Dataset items
━━━━━━━━━━━━━━━━━━━━

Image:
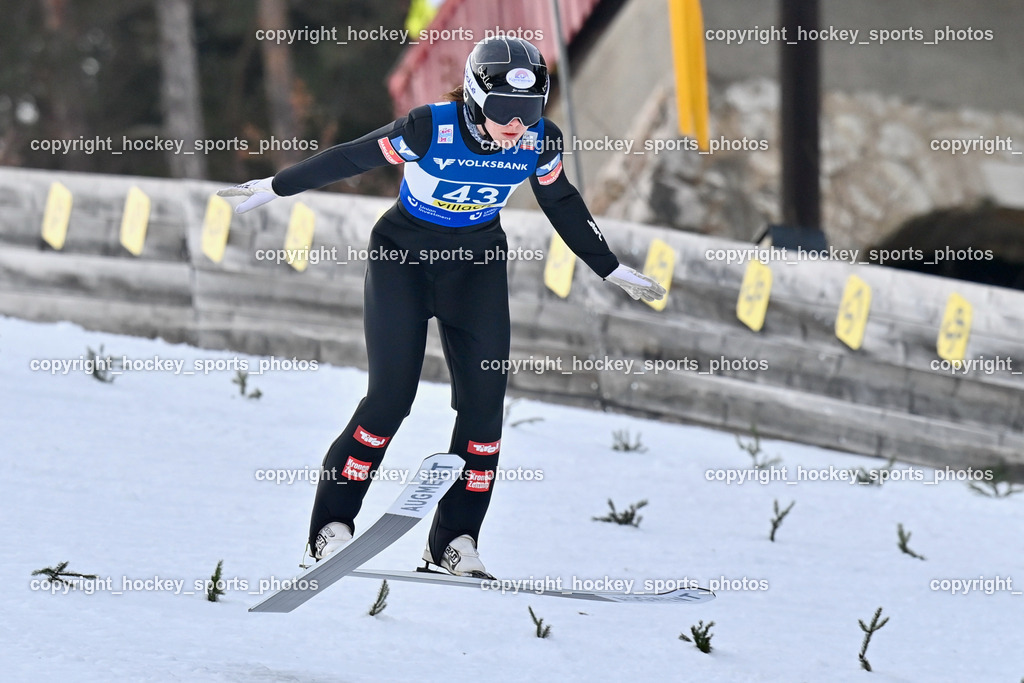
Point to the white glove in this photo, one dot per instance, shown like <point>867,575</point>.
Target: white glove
<point>258,191</point>
<point>636,284</point>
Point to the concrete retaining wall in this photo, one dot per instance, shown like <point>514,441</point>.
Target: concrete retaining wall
<point>884,399</point>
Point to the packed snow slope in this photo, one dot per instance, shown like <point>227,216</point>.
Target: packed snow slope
<point>150,480</point>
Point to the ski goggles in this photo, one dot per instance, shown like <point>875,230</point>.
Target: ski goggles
<point>503,109</point>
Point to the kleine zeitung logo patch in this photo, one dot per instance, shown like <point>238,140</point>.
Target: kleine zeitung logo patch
<point>520,78</point>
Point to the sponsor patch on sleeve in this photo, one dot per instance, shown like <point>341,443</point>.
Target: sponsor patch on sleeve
<point>407,154</point>
<point>478,480</point>
<point>392,157</point>
<point>550,171</point>
<point>355,470</point>
<point>373,440</point>
<point>484,449</point>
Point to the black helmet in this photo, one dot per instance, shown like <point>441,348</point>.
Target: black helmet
<point>506,79</point>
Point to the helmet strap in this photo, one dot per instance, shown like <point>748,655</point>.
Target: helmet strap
<point>484,139</point>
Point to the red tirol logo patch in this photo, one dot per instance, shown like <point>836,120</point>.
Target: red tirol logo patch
<point>484,449</point>
<point>392,157</point>
<point>552,175</point>
<point>373,440</point>
<point>356,470</point>
<point>477,480</point>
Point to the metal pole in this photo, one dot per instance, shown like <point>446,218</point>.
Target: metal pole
<point>800,112</point>
<point>565,92</point>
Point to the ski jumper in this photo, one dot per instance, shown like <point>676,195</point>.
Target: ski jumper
<point>455,184</point>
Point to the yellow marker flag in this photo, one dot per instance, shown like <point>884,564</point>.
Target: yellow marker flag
<point>134,221</point>
<point>686,26</point>
<point>559,266</point>
<point>955,330</point>
<point>56,215</point>
<point>659,264</point>
<point>754,293</point>
<point>852,317</point>
<point>421,13</point>
<point>300,236</point>
<point>216,223</point>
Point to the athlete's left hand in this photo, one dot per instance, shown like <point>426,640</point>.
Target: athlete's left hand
<point>259,193</point>
<point>636,284</point>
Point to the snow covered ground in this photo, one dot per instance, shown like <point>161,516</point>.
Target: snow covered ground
<point>155,476</point>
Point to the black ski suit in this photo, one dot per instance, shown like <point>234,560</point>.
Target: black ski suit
<point>468,298</point>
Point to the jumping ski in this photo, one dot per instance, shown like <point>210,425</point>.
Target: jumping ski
<point>433,479</point>
<point>681,595</point>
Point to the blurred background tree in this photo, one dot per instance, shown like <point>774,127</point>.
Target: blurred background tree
<point>121,70</point>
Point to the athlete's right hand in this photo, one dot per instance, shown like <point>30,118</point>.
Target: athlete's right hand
<point>258,191</point>
<point>637,285</point>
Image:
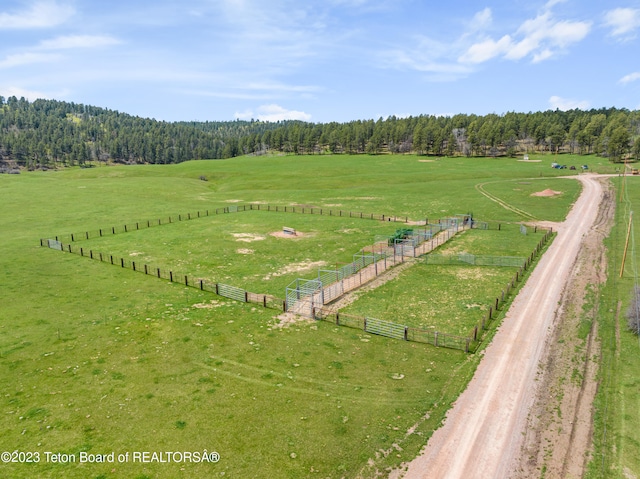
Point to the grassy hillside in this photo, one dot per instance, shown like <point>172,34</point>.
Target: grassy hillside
<point>97,359</point>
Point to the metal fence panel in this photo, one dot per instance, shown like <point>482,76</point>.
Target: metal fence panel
<point>53,244</point>
<point>385,328</point>
<point>231,292</point>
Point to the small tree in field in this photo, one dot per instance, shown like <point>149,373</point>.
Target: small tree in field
<point>633,313</point>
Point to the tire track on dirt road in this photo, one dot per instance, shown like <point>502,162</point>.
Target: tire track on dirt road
<point>482,435</point>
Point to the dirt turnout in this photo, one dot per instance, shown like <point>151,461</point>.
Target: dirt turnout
<point>483,435</point>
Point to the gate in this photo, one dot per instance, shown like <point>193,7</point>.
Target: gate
<point>303,295</point>
<point>385,328</point>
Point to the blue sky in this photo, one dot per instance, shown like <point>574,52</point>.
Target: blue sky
<point>322,60</point>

━━━━━━━━━━━━━━━━━━━━

→ **Exercise prompt**
Reproduce every line from the one containing "Point to the packed" through the one containing "<point>520,78</point>", inclusive, offsetting both coordinates of each answer point by 106. Leave the coordinates in the format samples unchanged.

→ **Answer to the exercise**
Point to the packed snow slope in this photo, one dot per instance, shown like <point>227,216</point>.
Target: packed snow slope
<point>256,586</point>
Point to the ski goggles in this photo, one dot per instance, shown like <point>875,230</point>.
Target: ski goggles
<point>609,215</point>
Point to the kleine zeitung logo patch in this photo, one dot per instance, shown like <point>238,140</point>.
Target: kleine zeitung logo patch
<point>626,184</point>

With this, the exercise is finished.